* begin Selection *

Extract score breakdowns:

grep "Provider score calculation breakdown" CONSUMER.log | grep provider-2220

Extract selection events:

grep "Provider selection completed" CONSUMER.log

Verify score calculations:

# Check that composite_score = sum of contributions
grep "Provider score calculation breakdown" CONSUMER.log | \
  awk '{for(i=1;i<=NF;i++) if($i~/availability_contribution=|latency_contribution=|sync_contribution=|stake_contribution=|composite_score=/) print $i}'

2. Analyzing Metrics Endpoint

Query metrics:

curl http://localhost:7779/provider_optimizer_metrics

Parse with jq:

curl -s http://localhost:7779/provider_optimizer_metrics | jq '.[] | {
  provider,
  
  # Legacy raw EWMA values
  raw_availability: .availability_score,
  raw_latency_sec: .latency_score,
  raw_sync_sec: .sync_score,
  
  # WRS normalized scores
  normalized_availability: .selection_availability,
  normalized_latency: .selection_latency,
  normalized_sync: .selection_sync,
  normalized_stake: .selection_stake,
  composite: .selection_composite,
  
  # Weighted contributions (NEW)

* end Selection *

_Required actions_:
A: Which port does the provider scoring excerpt use to query the metrics endpoint?
B: What field names does the awk command in the provider scoring excerpt match when checking score calculations?
C: Pick up the provider scoring excerpt right after its last line and continue it.

* begin Extracted material *

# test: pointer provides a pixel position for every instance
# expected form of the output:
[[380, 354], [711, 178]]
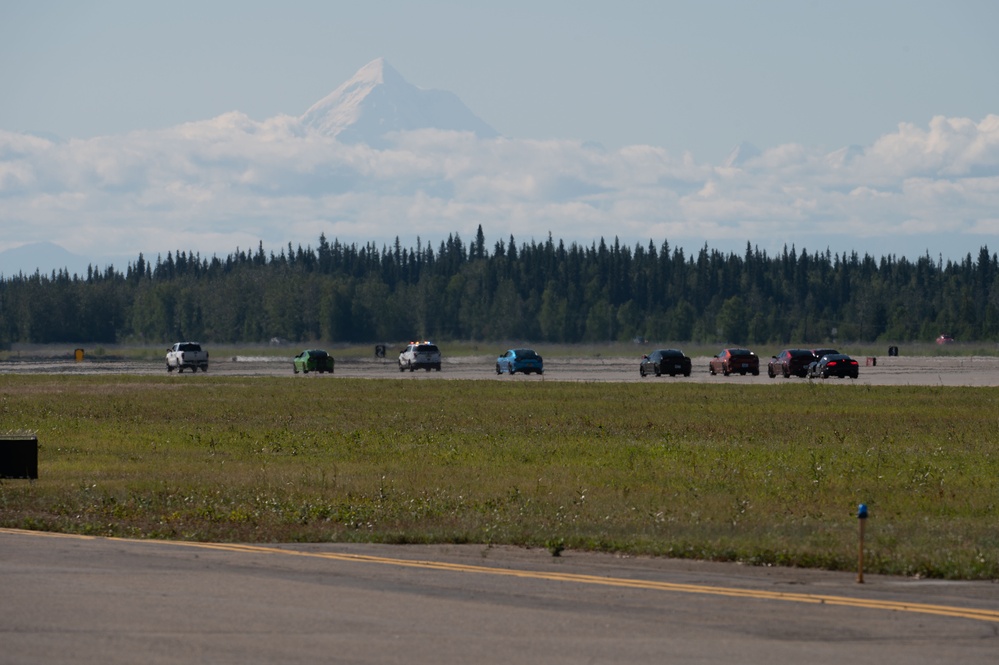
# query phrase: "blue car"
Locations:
[[520, 360]]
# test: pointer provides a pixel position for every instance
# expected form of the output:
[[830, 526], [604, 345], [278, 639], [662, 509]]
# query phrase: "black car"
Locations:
[[665, 361], [834, 364]]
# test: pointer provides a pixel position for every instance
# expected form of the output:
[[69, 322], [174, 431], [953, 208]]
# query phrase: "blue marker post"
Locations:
[[862, 517]]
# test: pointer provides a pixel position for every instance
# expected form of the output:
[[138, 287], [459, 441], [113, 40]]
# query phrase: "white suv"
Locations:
[[418, 355]]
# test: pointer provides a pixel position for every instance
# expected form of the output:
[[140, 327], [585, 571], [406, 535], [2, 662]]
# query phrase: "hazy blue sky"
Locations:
[[130, 126], [700, 76]]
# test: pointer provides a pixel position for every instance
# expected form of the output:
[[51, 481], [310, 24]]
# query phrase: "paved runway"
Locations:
[[84, 600], [897, 370]]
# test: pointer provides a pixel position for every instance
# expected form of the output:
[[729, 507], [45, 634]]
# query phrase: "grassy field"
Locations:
[[760, 474]]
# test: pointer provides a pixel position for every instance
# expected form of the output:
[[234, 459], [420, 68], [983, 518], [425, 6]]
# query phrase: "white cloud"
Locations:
[[230, 182]]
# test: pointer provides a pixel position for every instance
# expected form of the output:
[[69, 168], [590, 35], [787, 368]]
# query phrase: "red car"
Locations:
[[791, 361], [730, 361]]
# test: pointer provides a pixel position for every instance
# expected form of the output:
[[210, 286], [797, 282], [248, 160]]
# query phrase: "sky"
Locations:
[[609, 87]]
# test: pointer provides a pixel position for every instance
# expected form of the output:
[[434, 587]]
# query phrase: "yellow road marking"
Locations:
[[815, 599]]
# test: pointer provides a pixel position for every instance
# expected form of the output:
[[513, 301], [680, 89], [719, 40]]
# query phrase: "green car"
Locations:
[[313, 360]]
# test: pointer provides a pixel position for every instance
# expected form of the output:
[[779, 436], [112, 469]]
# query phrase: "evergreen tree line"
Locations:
[[540, 291]]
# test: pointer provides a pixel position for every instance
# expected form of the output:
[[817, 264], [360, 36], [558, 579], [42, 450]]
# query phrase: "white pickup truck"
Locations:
[[187, 355]]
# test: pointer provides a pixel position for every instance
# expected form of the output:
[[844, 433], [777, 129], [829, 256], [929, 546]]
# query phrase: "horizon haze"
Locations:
[[902, 160]]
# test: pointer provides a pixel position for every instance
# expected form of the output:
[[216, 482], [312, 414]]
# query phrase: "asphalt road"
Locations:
[[90, 600], [896, 370]]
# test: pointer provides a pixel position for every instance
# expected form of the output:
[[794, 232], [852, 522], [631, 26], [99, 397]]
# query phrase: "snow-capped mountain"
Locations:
[[377, 100]]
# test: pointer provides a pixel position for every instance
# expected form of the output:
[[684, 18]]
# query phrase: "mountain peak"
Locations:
[[377, 100]]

* end Extracted material *

_Answer list_:
A: 7779

B: availability_contribution, latency_contribution, sync_contribution, stake_contribution, composite_score

C:
  contrib_avail: .availability_contribution,
  contrib_latency: .latency_contribution,
  contrib_sync: .sync_contribution,
  contrib_stake: .stake_contribution,
  
  selection_rate
}'

3. Python Analysis

Example script to verify calculations:

import json
import requests

# Fetch metrics
response = requests.get('http://localhost:7779/provider_optimizer_metrics')
providers = response.json()

for provider in providers:
    # Extract values
    avail_contrib = provider['availability_contribution']
    latency_contrib = provider['latency_contribution']
    sync_contrib = provider['sync_contribution']
    stake_contrib = provider['stake_contribution']
    composite = provider['selection_composite']
    
    # Verify calculation
    calculated_composite = avail_contrib + latency_contrib + sync_contrib + stake_contrib
    diff = abs(composite - calculated_composite)
    
    print(f"Provider: {provider['provider']}")
    print(f"  Composite (reported): {composite:.4f}")
    print(f"  Composite (calculated): {calculated_composite:.4f}")
    print(f"  Difference: {diff:.6f}")
    print(f"  Breakdown: {avail_contrib:.4f} + {latency_contrib:.4f} + {sync_contrib:.4f} + {stake_contrib:.4f}")
    print()

Test Verification

Formula Verification

For each provider, verify:

1. Normalized Scores:

  • Availability: (raw_availability - 0.80) / (1.0 - 0.80) (Phase 1)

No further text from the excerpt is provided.